Information given:

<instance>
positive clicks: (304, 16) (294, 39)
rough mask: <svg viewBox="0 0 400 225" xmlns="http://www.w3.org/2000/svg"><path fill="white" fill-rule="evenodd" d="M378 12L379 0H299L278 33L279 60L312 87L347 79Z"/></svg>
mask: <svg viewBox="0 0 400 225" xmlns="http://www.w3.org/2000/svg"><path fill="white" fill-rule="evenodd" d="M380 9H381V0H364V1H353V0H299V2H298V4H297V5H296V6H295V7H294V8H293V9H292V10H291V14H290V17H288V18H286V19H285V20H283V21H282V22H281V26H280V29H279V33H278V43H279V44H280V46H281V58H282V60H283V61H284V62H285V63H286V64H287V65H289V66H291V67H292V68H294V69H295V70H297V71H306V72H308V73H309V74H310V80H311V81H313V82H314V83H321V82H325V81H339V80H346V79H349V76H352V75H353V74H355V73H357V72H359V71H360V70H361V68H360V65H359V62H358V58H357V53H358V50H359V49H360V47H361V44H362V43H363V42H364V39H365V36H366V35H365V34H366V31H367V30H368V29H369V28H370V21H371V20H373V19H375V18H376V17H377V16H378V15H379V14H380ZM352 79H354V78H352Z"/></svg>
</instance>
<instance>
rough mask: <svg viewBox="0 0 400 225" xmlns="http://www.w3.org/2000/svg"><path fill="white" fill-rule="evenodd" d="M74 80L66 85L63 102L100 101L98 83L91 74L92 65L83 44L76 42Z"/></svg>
==
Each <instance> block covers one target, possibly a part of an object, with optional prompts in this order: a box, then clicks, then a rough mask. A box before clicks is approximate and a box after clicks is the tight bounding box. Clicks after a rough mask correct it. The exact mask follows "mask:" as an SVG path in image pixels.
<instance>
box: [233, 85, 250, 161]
==
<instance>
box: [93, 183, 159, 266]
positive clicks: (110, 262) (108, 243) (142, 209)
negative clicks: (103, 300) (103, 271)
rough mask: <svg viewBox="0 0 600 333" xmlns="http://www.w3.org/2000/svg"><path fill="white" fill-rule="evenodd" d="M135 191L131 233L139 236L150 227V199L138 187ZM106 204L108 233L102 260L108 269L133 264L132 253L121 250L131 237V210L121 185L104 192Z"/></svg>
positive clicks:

Task brief: Pick out every line of the data above that contains the string "positive", and copy each of those lines in full.

Task response:
positive clicks: (304, 16) (294, 39)
positive clicks: (110, 262) (108, 243) (142, 209)
positive clicks:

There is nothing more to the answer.